● WYMAGANIA ZADANIA
Przepisz w całości tekst o pandemiach, nie zmieniając w nim ani słowa.

Naukowcy odsłaniają tajemnice najbardziej katastrofalnych pandemii w dziejach ludzkości. Okazuje się, że plagę Justyniana, która w VI wieku przypieczętowała los Cesarstwa Rzymskiego i epidemię "czarnej śmierci", która zdziesiątkowała ludność Europy w XIV wieku wywołały różne szczepy tej samej bakterii. O ile jednak szczep odpowiedzialny za średniowieczną katastrofę pojawił się jeszcze potem w XIX wieku, ten wcześniejszy nie miał z nimi nic wspólnego. To sugeruje, że i w przyszłości taki zupełnie nowy, groźny szczep może się pojawić.

● INFORMACJE

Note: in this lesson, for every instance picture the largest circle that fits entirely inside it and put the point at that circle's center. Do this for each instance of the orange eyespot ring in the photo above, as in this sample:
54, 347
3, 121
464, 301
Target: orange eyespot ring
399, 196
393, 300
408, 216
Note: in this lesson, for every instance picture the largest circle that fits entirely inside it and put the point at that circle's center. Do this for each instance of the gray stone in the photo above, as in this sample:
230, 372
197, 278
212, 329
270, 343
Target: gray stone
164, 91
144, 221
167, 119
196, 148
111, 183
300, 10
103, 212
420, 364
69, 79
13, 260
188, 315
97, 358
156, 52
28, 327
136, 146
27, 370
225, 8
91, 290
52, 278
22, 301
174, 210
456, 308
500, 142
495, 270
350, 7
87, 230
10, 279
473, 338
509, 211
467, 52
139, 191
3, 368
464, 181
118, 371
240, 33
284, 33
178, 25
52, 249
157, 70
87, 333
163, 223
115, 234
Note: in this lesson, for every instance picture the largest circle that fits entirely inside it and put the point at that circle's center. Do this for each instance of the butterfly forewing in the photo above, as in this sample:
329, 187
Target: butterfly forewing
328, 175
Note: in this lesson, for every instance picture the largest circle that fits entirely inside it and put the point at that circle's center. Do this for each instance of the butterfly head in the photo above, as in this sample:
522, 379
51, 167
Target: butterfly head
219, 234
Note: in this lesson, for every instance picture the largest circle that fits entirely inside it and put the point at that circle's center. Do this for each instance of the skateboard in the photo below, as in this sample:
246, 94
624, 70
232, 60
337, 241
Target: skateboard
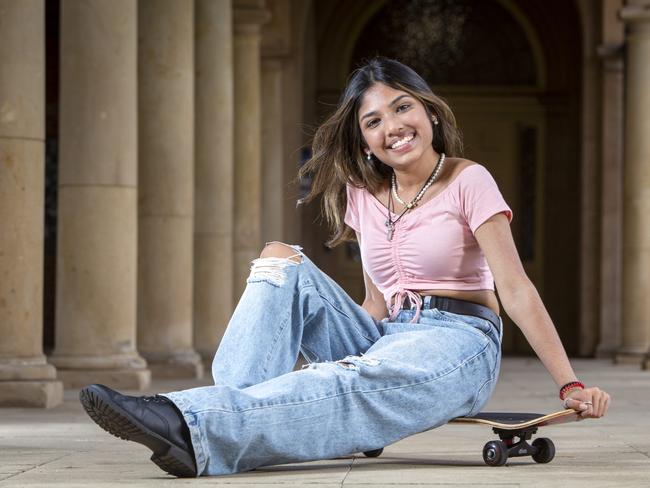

● WYNIK ZADANIA
Naukowcy odsłaniają tajemnice najbardziej katastrofalnych pandemii w dziejach ludzkości. Okazuje się, że plagę Justyniana, która w VI wieku przypieczętowała los Cesarstwa Rzymskiego i epidemię "czarnej śmierci", która zdziesiątkowała ludność Europy w XIV wieku wywołały różne szczepy tej samej bakterii. O ile jednak szczep odpowiedzialny za średniowieczną katastrofę pojawił się jeszcze potem w XIX wieku, ten wcześniejszy nie miał z nimi nic wspólnego. To sugeruje, że i w przyszłości taki zupełnie nowy, groźny szczep może się pojawić.